PROBLEM DETAILS
Rewrite the part of the records that opens with the line containing "--target blue sky" and closes with the line containing "77 103 L 42", changing "formatted like" to "formatted as" and keeping everything else the same. Return only those lines.

RAW RECORDS
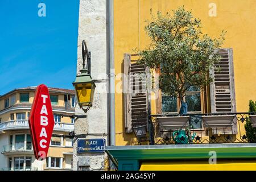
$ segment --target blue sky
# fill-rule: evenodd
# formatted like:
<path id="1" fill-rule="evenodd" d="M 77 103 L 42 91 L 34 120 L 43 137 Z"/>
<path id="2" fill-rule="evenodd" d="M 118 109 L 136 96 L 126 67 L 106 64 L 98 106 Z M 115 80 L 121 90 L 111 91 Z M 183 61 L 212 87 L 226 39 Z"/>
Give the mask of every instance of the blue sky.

---

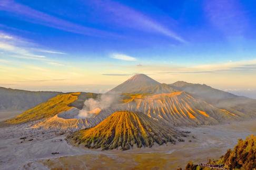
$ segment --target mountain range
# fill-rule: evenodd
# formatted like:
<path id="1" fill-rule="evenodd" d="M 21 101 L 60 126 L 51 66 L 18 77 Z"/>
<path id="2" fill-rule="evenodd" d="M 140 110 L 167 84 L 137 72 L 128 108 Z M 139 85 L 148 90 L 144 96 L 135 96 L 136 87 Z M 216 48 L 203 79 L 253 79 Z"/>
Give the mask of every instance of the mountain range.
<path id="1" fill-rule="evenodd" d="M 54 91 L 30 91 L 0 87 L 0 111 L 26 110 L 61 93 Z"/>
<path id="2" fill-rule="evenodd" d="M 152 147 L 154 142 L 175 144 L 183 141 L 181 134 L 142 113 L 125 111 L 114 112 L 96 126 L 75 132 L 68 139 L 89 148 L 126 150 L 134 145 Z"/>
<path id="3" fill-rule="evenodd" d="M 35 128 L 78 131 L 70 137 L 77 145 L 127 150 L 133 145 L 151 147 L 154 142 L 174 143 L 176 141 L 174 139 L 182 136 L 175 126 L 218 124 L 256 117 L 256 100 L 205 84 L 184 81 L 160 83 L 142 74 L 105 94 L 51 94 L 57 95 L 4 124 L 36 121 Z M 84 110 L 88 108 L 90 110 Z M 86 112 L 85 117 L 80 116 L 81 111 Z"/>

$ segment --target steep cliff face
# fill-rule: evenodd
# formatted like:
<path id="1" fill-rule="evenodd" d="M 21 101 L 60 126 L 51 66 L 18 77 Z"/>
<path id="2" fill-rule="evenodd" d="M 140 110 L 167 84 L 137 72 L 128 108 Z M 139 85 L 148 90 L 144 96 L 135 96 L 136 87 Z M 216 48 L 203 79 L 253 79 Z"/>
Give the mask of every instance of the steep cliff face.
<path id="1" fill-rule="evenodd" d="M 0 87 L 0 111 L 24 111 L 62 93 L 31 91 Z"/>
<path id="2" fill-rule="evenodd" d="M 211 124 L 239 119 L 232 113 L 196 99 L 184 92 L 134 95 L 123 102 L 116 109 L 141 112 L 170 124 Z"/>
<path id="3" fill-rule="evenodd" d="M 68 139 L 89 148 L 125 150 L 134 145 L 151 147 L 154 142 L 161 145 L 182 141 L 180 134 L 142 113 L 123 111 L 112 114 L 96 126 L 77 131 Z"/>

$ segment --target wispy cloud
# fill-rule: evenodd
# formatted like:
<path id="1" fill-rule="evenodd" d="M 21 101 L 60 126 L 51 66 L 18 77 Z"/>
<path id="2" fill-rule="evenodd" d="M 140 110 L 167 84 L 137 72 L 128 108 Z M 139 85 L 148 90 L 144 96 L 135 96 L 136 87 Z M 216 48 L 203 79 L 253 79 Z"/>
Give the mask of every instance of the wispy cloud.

--

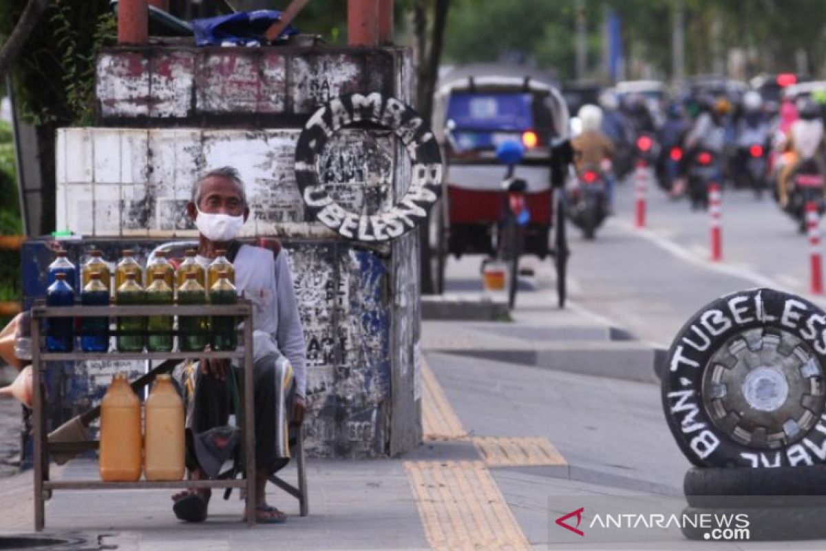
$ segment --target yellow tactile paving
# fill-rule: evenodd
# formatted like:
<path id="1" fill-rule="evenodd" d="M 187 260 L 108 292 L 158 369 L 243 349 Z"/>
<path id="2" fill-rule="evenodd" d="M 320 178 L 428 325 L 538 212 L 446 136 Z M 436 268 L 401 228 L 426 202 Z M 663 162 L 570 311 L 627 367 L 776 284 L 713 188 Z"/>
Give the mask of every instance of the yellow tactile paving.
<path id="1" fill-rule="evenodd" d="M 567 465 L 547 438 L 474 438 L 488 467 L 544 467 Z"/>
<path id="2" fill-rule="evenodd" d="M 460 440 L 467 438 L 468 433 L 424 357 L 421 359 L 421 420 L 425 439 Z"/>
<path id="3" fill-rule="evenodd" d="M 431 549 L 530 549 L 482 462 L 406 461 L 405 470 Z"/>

SOLUTION FOR THIS EXERCISE
$ segment --target blue sky
# fill-rule: evenodd
# formatted as:
<path id="1" fill-rule="evenodd" d="M 77 103 L 42 91 L 34 120 L 43 137 Z"/>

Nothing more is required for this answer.